Written task
Repeat every one of the lines below word for word, from the first to the last, and leave the pictures out of your copy.

===== Provided data

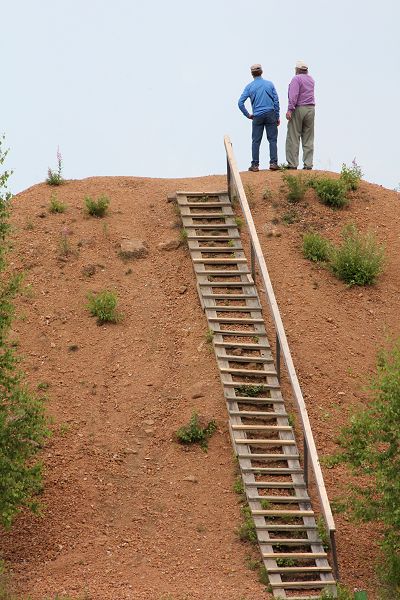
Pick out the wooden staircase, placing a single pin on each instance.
(261, 430)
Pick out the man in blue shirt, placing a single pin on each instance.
(265, 105)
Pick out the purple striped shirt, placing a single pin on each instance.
(301, 91)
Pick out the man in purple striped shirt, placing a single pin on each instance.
(300, 116)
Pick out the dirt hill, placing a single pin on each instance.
(128, 513)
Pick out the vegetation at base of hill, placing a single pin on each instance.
(55, 177)
(351, 176)
(56, 205)
(195, 433)
(104, 306)
(97, 208)
(359, 260)
(331, 192)
(316, 247)
(296, 185)
(370, 446)
(22, 420)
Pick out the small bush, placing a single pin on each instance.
(351, 176)
(331, 192)
(296, 187)
(194, 433)
(55, 177)
(359, 260)
(97, 208)
(316, 247)
(104, 306)
(56, 206)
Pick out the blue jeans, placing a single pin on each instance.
(269, 121)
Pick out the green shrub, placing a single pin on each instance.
(371, 448)
(351, 176)
(331, 192)
(195, 433)
(359, 260)
(97, 208)
(56, 206)
(316, 247)
(104, 306)
(23, 427)
(296, 187)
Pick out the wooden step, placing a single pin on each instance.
(244, 345)
(299, 569)
(246, 358)
(220, 261)
(256, 401)
(297, 555)
(263, 442)
(213, 226)
(256, 414)
(213, 238)
(282, 513)
(292, 542)
(282, 499)
(267, 457)
(303, 585)
(262, 428)
(275, 485)
(230, 296)
(249, 372)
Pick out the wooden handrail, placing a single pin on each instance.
(234, 179)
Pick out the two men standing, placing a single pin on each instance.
(300, 116)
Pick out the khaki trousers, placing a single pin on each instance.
(300, 127)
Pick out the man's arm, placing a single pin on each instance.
(242, 100)
(276, 101)
(293, 93)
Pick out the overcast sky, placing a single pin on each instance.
(150, 88)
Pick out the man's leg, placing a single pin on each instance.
(257, 131)
(271, 128)
(293, 138)
(307, 137)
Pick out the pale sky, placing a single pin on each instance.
(150, 88)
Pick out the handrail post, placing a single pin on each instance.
(253, 261)
(305, 449)
(334, 555)
(228, 177)
(278, 357)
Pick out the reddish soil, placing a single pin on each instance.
(128, 513)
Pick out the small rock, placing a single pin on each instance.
(131, 249)
(169, 245)
(191, 478)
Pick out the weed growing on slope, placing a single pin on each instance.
(104, 306)
(56, 205)
(331, 192)
(195, 433)
(351, 176)
(97, 208)
(296, 185)
(359, 260)
(316, 247)
(55, 177)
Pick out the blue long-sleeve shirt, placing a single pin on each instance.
(263, 97)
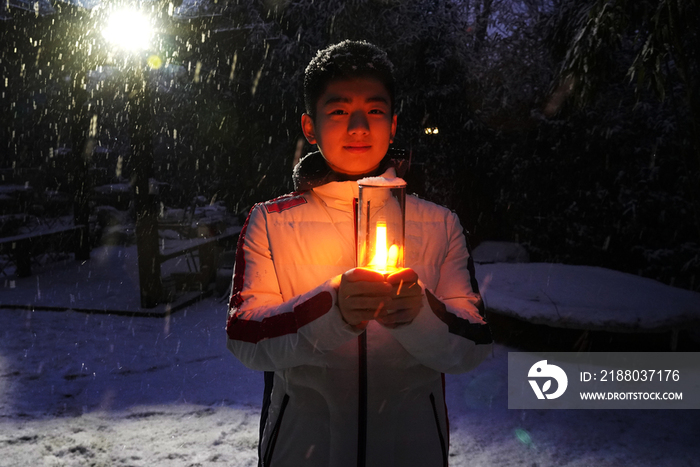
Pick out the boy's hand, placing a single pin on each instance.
(363, 295)
(366, 295)
(406, 300)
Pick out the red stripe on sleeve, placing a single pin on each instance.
(239, 270)
(282, 324)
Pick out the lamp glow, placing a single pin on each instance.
(129, 30)
(385, 259)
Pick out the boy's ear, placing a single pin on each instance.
(307, 126)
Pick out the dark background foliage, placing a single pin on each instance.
(568, 126)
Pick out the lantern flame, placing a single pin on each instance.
(385, 259)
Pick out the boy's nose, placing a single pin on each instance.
(358, 123)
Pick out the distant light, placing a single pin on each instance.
(129, 30)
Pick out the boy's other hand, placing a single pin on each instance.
(406, 299)
(363, 295)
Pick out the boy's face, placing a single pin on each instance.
(353, 126)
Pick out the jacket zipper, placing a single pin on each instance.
(440, 436)
(275, 432)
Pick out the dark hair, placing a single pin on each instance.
(346, 60)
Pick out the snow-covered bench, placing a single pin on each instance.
(20, 249)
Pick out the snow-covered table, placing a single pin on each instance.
(585, 297)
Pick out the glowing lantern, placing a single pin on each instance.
(381, 214)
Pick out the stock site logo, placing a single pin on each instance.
(544, 371)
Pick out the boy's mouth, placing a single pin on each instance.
(357, 149)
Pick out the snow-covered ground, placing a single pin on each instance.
(83, 389)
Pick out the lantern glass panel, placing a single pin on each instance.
(381, 224)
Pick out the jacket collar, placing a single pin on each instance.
(312, 170)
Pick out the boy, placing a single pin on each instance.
(354, 362)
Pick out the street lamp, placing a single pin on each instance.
(129, 30)
(131, 33)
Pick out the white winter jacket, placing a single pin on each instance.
(343, 397)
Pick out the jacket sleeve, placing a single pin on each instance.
(266, 333)
(450, 334)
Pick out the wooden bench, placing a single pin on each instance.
(207, 249)
(22, 248)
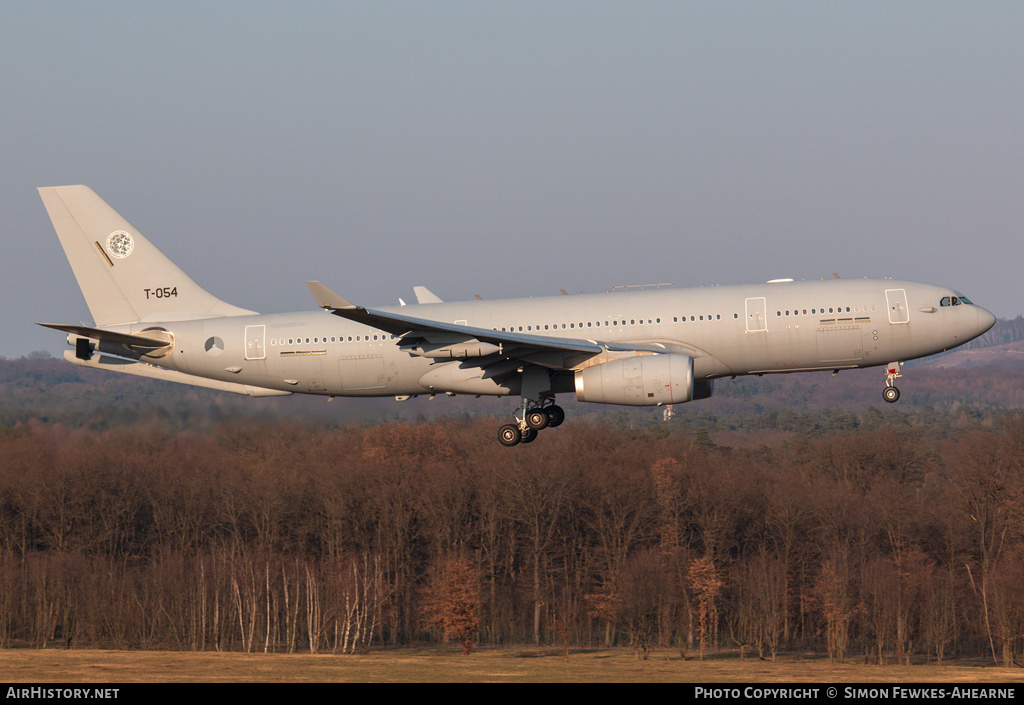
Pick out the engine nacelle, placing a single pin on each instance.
(642, 381)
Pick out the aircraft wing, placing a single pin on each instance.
(509, 344)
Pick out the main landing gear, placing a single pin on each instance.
(891, 394)
(530, 419)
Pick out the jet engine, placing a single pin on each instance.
(642, 381)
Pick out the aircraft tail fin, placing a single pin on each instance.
(124, 278)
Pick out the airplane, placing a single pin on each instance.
(634, 345)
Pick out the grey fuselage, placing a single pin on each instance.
(728, 330)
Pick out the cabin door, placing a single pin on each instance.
(757, 320)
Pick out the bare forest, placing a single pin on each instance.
(889, 543)
(784, 514)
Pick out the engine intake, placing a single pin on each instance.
(641, 381)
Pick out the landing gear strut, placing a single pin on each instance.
(530, 418)
(891, 394)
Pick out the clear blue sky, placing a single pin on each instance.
(515, 149)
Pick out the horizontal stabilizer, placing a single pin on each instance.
(424, 295)
(108, 336)
(326, 298)
(105, 362)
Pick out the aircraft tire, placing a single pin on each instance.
(538, 419)
(509, 434)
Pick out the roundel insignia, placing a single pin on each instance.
(120, 244)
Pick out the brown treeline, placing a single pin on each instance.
(884, 544)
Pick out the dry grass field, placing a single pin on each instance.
(489, 665)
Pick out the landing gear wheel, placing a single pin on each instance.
(555, 416)
(538, 419)
(509, 434)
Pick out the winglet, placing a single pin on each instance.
(326, 298)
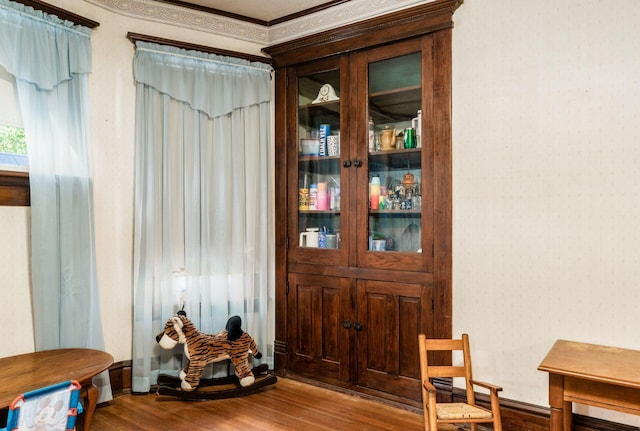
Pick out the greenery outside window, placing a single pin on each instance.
(14, 163)
(14, 167)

==========

Solution for this problem
Pick out the wooden staircase, placing a single pin on each instance.
(261, 430)
Pick out the man in blue shirt, placing a single pin on each instance.
(265, 105)
Pick out the purple striped shirt, placing a single pin on each instance.
(301, 91)
Pick out the man in purple striped shirt, placing a single pin on each instance.
(300, 116)
Pick out the dirt hill, placing a single pin on each instance.
(128, 513)
Pick out the vegetation at base of hill, placing a single pin on each instance.
(55, 177)
(351, 176)
(56, 205)
(195, 433)
(104, 306)
(97, 208)
(359, 260)
(331, 192)
(316, 247)
(296, 185)
(370, 446)
(22, 420)
Pick out the small bush, placing a single pin on each instance.
(351, 176)
(331, 192)
(296, 187)
(194, 433)
(55, 177)
(359, 260)
(97, 208)
(316, 247)
(104, 306)
(56, 206)
Pick out the blue jeans, placing a single pin on each instance.
(269, 121)
Pick out the green shrub, placing a single pin on each instance.
(371, 448)
(351, 176)
(331, 192)
(195, 433)
(359, 260)
(97, 208)
(56, 206)
(316, 247)
(104, 306)
(23, 427)
(296, 187)
Pick out the wooden step, placing a single pin on each instance.
(244, 345)
(299, 569)
(246, 358)
(220, 261)
(256, 401)
(297, 555)
(263, 442)
(213, 226)
(256, 414)
(213, 238)
(282, 513)
(292, 542)
(282, 499)
(267, 457)
(303, 585)
(262, 428)
(275, 485)
(230, 296)
(249, 372)
Pick out the wooden handrail, placing a single pin on each instance.
(234, 179)
Pick out the two men standing, placing a single pin on each instance.
(300, 116)
Pick out the khaki trousers, placing a single pin on each instance.
(300, 127)
Pick out the man's arm, placing a single pin on each instance.
(242, 100)
(276, 101)
(293, 93)
Pick out the overcast sky, placing a single pin on each instance.
(150, 88)
Pick out the man's leg, placing a single pin on each instance.
(257, 131)
(271, 128)
(293, 138)
(307, 137)
Pick out the pale sky, placing a single pin on each instance.
(150, 88)
Pick out the handrail post, placing a single pin on each instance.
(253, 261)
(305, 449)
(334, 555)
(228, 177)
(278, 357)
Pick out the reddish soil, placing a single pin on each instance.
(128, 513)
Pick out the small rock, placing a single pin on each instance.
(131, 249)
(169, 245)
(191, 478)
Pick out the weed growing on slope, placing a single pin on each instance.
(104, 306)
(56, 205)
(331, 192)
(195, 433)
(351, 176)
(97, 208)
(296, 185)
(359, 260)
(316, 247)
(55, 177)
Pick out the blue long-sleeve shirt, placing a single pin on each instance.
(263, 97)
Pick out the boy's hand, placing a single pin on each instance.
(363, 295)
(366, 295)
(406, 300)
Pick out the red stripe on sleeve, placing a single pin on each instance.
(239, 270)
(282, 324)
Pick out the lamp glow, placing a single pin on each instance.
(129, 30)
(385, 259)
Pick out the boy's ear, placing a single pin on each instance.
(307, 126)
Pick out the dark background foliage, placing a single pin on each instance.
(568, 126)
Pick out the lantern flame, placing a single pin on each instance.
(385, 259)
Pick out the boy's nose, placing a single pin on each instance.
(358, 123)
Pick out the distant light, placing a single pin on each instance.
(129, 30)
Pick out the boy's other hand, placing a single pin on each instance.
(406, 299)
(363, 295)
Pick out the boy's face, placing a single pin on each instance.
(353, 126)
Pick out the jacket zipper, placing a single pin on each instance.
(440, 436)
(275, 432)
Pick out the dark hair, placing a single pin on each instance.
(346, 60)
Pick out the snow-covered bench, placing a single pin on each instance.
(20, 249)
Pick out the snow-covered table, placing a single pin on each instance.
(585, 297)
Pick out the glowing lantern, placing a single pin on each instance.
(381, 214)
Pick out the stock site logo, placing a single pin on each instance.
(544, 371)
Pick out the boy's mouth, placing a single pin on each instance.
(357, 149)
Pick out the snow-covered ground, placing a single pin on each instance.
(83, 389)
Pick out the lantern glass panel, placing a single pin on each instance.
(381, 224)
Pick out the jacket collar, placing a single pin on each instance.
(312, 170)
Pick out the boy, placing a single pin on each instance.
(354, 362)
Pick out the street lamp, placing a single pin on each instance.
(129, 30)
(131, 33)
Pick out the white winter jacket, placing a single pin on each instance.
(343, 397)
Pick out the jacket sleeve, placing a single pin on each instance.
(266, 333)
(450, 334)
Pick out the wooden bench, placing a single pin on each instance.
(207, 249)
(22, 248)
Pick out the engine nacelle, placing a single pin on each instance.
(642, 381)
Pick out the aircraft wing, placing a single pin on each instance.
(509, 344)
Pick out the main landing gear, placing a single pin on each instance.
(891, 394)
(530, 419)
Pick out the jet engine, placing a single pin on each instance.
(642, 381)
Pick out the aircraft tail fin, placing a single pin on each instance.
(124, 278)
Pick out the airplane, placing a single pin on each instance.
(634, 345)
Pick out the grey fuselage, placing a single pin on each instance.
(728, 330)
Pick out the cabin door, placing a single pin on each instance.
(757, 320)
Pick out the bare forest, placing a single pin on each instance.
(889, 543)
(784, 514)
Pick out the engine intake, placing a single pin on each instance.
(641, 381)
Pick out the landing gear strut, placing a single pin on each instance.
(530, 418)
(891, 394)
Pick out the clear blue sky, placing a single pin on each instance.
(515, 149)
Pick out the horizontal stabilizer, placing a single pin on each instance.
(424, 295)
(108, 336)
(326, 298)
(105, 362)
Pick out the aircraft tire, placing a single pin on each instance.
(538, 419)
(509, 434)
Pick out the roundel insignia, placing a single pin on each instance.
(120, 244)
Pick out the brown treeline, placing a single pin on each instance.
(884, 544)
Pick out the dry grass field, placing a single pin on each instance.
(489, 665)
Pick out the landing gear wheel, placing a single pin on each instance.
(555, 416)
(538, 419)
(509, 434)
Pick out the winglet, placing a single pin on each instance.
(326, 298)
Pick out the greenery outside window, placing a single pin on each instance.
(14, 163)
(14, 167)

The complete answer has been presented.